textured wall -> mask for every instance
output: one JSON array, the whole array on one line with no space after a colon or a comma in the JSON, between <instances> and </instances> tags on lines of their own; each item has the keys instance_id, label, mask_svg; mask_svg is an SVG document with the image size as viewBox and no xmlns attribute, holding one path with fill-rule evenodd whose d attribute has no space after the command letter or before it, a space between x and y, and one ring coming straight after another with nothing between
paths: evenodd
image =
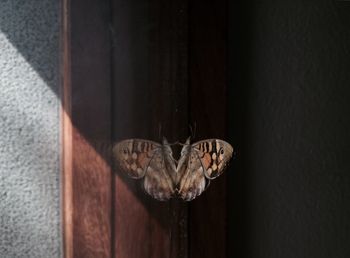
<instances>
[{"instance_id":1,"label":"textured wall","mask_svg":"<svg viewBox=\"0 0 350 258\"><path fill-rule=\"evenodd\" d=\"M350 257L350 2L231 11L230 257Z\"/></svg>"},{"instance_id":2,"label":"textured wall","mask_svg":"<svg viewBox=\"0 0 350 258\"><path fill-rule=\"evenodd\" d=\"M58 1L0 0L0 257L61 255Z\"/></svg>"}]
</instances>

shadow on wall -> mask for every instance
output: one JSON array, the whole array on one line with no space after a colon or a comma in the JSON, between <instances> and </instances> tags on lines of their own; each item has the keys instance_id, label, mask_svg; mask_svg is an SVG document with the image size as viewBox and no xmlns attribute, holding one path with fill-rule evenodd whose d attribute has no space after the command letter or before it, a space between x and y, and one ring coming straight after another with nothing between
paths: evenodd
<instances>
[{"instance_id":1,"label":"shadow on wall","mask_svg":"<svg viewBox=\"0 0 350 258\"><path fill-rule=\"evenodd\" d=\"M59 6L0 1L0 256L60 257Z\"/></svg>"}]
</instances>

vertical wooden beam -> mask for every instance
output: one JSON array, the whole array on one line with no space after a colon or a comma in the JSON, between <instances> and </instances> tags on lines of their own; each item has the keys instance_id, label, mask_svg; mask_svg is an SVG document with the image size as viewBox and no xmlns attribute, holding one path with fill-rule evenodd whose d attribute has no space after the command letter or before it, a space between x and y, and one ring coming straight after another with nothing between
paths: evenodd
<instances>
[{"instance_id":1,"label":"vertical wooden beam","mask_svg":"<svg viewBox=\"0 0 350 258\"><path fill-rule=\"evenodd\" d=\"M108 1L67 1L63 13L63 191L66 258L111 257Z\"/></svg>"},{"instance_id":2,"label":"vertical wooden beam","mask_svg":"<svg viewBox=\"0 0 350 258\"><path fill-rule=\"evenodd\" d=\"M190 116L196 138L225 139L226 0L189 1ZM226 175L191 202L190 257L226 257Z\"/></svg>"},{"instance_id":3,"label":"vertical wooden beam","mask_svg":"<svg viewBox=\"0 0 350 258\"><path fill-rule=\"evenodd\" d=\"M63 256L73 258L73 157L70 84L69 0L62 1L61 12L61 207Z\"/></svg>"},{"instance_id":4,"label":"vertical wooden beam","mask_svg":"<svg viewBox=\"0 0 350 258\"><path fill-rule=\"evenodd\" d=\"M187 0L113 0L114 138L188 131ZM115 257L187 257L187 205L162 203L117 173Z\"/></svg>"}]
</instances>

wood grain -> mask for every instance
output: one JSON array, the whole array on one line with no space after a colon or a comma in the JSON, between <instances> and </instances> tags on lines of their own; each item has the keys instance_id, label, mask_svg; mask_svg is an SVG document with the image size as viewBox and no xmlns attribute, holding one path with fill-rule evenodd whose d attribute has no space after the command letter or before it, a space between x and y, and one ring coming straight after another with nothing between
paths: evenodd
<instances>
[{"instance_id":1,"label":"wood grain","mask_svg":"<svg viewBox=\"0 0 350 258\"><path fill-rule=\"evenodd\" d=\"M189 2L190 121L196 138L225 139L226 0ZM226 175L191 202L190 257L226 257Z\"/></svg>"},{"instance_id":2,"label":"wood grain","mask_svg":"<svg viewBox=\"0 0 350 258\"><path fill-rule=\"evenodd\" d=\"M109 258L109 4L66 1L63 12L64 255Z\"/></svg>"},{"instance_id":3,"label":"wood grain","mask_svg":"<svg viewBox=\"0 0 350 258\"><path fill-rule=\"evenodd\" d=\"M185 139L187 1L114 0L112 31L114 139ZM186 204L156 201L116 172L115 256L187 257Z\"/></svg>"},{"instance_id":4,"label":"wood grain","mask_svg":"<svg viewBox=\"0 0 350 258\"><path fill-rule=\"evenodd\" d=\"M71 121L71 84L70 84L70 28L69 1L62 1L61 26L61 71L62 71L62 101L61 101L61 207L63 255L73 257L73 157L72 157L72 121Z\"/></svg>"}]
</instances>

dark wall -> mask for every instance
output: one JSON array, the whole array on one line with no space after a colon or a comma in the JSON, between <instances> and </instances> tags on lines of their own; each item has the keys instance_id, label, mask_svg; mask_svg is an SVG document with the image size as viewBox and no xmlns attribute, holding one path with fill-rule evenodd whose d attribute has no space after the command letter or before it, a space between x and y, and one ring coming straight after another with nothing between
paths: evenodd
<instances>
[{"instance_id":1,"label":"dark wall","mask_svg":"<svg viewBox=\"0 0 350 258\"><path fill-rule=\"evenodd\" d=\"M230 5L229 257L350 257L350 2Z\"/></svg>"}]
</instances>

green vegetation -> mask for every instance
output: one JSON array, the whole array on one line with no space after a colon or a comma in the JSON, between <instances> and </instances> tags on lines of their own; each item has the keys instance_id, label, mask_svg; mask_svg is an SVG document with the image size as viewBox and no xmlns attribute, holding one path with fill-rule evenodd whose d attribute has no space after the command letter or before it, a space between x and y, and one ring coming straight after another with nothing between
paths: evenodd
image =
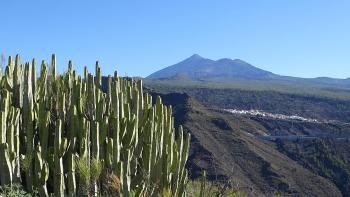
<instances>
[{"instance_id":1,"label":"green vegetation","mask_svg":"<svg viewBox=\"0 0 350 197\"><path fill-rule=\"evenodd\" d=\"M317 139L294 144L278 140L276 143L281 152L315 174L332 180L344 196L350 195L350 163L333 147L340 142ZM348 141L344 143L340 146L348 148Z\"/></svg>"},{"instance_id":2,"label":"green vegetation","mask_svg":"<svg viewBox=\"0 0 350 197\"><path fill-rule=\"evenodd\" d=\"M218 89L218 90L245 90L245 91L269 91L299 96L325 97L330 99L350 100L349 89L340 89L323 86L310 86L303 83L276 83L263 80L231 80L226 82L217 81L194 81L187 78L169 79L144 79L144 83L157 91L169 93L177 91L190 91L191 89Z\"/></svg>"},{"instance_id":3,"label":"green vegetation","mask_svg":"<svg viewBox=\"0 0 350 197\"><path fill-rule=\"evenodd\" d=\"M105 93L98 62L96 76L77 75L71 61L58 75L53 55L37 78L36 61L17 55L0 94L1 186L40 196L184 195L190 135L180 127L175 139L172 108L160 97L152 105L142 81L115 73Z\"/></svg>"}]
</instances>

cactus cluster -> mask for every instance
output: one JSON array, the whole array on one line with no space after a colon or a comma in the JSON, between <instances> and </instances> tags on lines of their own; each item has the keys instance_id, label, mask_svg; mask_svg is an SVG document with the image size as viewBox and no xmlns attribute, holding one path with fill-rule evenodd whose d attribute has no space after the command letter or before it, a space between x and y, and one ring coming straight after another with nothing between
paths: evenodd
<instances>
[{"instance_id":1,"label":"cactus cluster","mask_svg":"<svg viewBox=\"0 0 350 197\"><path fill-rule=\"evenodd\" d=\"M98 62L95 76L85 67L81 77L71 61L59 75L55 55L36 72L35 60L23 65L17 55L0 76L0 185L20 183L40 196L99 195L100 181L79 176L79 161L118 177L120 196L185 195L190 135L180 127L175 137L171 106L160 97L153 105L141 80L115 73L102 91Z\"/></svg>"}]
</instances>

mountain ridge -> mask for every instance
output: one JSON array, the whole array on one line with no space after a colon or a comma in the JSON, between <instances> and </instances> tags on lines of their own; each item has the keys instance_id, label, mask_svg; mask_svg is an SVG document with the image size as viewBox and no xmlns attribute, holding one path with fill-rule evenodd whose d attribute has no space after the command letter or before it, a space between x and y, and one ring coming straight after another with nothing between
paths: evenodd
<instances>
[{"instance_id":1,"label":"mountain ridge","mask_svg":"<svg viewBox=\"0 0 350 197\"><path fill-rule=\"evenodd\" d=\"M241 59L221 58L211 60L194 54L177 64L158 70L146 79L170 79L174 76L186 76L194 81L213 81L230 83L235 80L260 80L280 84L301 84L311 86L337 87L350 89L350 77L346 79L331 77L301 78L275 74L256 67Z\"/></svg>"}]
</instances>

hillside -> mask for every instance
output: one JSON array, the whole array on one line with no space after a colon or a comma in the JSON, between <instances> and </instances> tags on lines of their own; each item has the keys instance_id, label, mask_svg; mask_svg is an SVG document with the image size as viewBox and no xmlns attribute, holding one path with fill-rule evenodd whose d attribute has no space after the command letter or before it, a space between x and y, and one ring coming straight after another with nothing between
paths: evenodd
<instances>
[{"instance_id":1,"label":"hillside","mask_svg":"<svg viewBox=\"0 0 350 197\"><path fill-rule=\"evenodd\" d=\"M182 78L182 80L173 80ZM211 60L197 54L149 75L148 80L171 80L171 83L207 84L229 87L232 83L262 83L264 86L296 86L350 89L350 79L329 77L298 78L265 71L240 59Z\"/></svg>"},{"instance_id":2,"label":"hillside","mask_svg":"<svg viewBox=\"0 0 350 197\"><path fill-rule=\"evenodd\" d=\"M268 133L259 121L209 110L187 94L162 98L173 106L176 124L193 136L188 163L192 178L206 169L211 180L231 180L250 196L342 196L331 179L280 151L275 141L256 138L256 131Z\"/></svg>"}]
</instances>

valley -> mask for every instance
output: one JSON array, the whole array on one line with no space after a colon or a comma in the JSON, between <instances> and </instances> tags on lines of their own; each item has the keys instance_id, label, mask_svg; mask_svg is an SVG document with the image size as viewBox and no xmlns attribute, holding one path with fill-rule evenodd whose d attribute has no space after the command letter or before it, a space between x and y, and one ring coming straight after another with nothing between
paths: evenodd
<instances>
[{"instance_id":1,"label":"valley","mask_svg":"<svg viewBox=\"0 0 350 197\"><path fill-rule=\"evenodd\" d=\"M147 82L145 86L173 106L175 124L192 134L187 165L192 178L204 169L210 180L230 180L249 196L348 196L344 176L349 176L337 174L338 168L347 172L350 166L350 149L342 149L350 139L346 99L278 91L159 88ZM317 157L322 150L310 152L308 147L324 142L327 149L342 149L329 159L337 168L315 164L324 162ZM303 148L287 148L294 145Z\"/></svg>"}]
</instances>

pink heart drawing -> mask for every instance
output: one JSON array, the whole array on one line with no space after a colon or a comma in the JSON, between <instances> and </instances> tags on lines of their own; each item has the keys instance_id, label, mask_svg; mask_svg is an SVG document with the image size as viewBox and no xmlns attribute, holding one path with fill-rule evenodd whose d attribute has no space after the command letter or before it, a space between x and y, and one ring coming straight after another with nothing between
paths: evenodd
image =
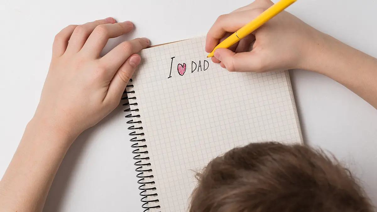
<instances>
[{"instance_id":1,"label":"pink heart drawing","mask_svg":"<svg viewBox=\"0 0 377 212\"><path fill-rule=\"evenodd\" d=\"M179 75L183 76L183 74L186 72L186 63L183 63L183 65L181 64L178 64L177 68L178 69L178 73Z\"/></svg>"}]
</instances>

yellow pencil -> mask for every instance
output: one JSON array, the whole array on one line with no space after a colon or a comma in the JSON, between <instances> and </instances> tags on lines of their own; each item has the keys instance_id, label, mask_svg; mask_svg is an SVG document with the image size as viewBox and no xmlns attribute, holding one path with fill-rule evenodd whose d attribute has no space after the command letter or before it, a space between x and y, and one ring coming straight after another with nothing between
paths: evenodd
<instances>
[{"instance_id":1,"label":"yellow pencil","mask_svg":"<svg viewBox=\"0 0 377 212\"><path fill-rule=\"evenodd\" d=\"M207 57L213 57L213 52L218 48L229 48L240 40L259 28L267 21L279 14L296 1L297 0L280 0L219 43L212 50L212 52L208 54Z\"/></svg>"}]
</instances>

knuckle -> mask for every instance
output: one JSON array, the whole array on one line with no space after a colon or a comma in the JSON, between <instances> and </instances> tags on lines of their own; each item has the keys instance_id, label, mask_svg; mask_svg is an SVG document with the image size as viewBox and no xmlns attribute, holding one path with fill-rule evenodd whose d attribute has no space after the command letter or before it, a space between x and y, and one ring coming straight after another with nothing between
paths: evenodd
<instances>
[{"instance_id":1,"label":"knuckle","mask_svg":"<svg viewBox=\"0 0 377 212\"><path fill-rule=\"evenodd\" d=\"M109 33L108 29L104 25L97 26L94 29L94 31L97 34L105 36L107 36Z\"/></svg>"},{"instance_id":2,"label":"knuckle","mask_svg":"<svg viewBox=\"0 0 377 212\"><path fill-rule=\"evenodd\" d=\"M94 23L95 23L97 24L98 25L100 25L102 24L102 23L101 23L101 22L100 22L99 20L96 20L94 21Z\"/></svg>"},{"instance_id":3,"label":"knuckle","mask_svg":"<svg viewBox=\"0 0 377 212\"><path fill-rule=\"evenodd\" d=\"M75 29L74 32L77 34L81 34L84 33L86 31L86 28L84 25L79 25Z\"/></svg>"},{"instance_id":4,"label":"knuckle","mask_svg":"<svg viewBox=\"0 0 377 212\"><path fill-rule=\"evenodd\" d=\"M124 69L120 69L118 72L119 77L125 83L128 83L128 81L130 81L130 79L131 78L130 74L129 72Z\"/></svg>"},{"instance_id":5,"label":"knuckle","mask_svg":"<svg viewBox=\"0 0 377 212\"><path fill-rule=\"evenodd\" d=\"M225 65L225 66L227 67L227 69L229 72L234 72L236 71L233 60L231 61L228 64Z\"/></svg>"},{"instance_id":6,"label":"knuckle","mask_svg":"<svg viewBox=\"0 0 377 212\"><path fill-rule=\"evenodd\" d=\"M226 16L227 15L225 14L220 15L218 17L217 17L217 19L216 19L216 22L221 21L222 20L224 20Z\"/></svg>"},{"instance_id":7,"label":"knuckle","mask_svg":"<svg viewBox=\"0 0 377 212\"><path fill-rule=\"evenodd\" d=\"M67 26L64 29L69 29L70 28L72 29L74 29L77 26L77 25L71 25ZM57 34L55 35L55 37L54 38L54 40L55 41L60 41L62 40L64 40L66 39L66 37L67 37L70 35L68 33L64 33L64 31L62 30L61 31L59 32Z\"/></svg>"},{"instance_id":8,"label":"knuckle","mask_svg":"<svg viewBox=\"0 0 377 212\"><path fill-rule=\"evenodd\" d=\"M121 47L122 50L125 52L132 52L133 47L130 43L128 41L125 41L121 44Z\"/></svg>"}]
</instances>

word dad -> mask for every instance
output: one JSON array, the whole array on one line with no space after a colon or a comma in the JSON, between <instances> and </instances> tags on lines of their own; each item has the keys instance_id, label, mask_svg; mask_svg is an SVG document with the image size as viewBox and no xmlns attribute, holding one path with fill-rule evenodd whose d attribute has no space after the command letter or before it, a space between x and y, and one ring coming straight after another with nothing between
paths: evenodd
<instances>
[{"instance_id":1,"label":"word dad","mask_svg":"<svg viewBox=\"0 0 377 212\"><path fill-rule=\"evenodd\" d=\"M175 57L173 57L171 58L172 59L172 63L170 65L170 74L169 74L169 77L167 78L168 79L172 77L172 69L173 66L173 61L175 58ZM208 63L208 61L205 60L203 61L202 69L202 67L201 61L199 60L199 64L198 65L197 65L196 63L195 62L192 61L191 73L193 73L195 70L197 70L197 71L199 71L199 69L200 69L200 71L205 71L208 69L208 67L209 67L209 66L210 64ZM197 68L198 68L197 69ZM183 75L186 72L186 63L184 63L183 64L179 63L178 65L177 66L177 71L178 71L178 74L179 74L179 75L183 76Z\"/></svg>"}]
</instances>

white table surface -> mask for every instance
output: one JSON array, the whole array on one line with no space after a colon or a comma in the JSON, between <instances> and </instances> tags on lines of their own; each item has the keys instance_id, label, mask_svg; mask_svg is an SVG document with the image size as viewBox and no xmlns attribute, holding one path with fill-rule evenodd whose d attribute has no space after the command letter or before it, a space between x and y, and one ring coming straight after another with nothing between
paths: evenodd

◆ ◆ ◆

- **Task to complete**: Copy only the stretch running from the line containing "white table surface" to the final line of the entries, both ends included, exactly as it stands.

- **Output of the exercise**:
white table surface -> mask for every instance
output: one JSON array, the whole array on one line with no space after a colon or a comma in the JSON, between <instances> and </instances> tags on lines of their own; each item has the keys instance_id, label, mask_svg; mask_svg is an SVG document with the image size as viewBox and no xmlns attribute, holding one path with fill-rule evenodd whose d attribute has no space after the command letter or before it, a space between x and y, and one ring coming straight after another with nothing between
paths: evenodd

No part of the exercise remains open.